■ Given task ■
Rewrite every line between the line holding "Indicate one point per instance of the stone lighthouse" and the end of the listing, inclusive, requests included, with each x and y coordinate in the answers multiplied by 1.6 and rounded to the nearest whole number, halves rounding up. Leave the requests and their format samples unchanged, and give only these lines.

··· Records shown

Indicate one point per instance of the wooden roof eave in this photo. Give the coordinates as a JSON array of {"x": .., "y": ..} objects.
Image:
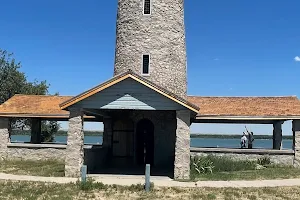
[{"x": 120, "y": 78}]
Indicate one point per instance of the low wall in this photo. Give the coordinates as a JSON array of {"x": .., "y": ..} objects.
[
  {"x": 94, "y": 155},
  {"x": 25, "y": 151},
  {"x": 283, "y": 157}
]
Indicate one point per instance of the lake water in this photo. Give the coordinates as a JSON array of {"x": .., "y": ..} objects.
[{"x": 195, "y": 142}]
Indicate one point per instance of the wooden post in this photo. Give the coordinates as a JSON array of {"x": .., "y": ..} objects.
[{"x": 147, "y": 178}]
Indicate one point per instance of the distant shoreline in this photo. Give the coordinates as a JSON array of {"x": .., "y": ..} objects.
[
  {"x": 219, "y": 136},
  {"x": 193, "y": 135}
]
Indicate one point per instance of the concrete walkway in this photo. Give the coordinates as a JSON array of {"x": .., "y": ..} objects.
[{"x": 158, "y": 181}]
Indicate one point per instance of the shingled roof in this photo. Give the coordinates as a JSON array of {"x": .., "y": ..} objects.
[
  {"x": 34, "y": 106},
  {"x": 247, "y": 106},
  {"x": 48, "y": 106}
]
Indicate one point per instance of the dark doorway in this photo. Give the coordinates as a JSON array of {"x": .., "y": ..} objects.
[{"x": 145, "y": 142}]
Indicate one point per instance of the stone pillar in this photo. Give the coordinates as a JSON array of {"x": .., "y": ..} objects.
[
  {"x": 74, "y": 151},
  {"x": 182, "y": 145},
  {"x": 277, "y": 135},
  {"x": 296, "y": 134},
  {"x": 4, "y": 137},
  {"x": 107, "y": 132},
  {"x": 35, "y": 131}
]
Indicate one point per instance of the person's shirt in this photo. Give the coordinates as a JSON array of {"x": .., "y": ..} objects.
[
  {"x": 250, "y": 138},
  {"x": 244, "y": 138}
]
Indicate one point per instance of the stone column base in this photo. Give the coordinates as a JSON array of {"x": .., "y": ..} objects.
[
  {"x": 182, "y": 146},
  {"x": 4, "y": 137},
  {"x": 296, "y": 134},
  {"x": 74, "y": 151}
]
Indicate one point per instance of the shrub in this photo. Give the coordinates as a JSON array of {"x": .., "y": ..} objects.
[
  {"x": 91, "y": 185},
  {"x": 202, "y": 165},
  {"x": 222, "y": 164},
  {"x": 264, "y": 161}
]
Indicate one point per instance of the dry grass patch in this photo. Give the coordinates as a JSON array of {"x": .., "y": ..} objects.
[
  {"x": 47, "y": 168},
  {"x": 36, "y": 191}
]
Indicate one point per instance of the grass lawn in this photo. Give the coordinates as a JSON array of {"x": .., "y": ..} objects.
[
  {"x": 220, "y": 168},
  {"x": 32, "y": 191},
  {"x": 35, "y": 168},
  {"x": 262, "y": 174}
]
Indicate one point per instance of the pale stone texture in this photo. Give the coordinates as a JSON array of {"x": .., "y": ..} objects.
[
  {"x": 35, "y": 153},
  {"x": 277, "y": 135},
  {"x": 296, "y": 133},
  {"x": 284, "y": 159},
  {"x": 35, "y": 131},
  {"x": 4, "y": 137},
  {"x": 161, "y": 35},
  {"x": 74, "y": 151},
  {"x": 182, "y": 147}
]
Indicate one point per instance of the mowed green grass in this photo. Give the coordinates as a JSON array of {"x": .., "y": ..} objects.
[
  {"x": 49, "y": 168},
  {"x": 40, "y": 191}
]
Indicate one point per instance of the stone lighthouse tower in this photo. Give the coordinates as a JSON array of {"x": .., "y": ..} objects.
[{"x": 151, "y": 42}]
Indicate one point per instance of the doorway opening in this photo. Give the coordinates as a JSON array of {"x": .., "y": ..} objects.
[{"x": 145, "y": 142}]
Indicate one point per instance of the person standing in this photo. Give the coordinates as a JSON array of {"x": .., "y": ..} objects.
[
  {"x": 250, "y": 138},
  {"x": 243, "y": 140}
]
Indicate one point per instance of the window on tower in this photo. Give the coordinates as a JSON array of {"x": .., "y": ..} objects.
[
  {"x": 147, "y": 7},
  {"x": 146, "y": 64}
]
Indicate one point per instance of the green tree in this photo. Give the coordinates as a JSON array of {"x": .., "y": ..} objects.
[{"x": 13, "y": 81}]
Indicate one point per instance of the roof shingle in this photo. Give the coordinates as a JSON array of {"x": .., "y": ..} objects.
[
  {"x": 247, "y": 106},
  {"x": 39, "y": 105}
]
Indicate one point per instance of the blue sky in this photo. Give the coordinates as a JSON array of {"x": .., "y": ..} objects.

······

■ Written reply ■
Indicate one point per instance of the stone lighthouse tower in this photo. Give the coordinates as a JSON array of {"x": .., "y": ..} objects.
[{"x": 242, "y": 67}]
Indicate one point per instance of the doorway opening in this photo. Give the coordinates as a JSON array of {"x": .., "y": ..} objects.
[{"x": 232, "y": 227}]
Indicate one point per instance of the person standing in this photo. Give the coordinates as a JSON array of {"x": .., "y": ..} objects.
[
  {"x": 400, "y": 221},
  {"x": 389, "y": 224}
]
Indicate one point per instance of the window on tower in this photo. Give the coordinates as a JSON array of {"x": .., "y": ..} objects.
[
  {"x": 235, "y": 11},
  {"x": 234, "y": 102}
]
Indicate one point per instance of the green tree in this photo. Give the coordinates as a JSON array of {"x": .., "y": ..} objects.
[{"x": 21, "y": 130}]
Indicate one point per instance of the roof shingle in this photo. Give the coordinates as a JSON array of {"x": .., "y": ..} objects.
[
  {"x": 395, "y": 170},
  {"x": 62, "y": 168}
]
Indicate one point per instance of the blue sky in this photo. Give the coordinates as a JSON array of {"x": .., "y": ..} objects.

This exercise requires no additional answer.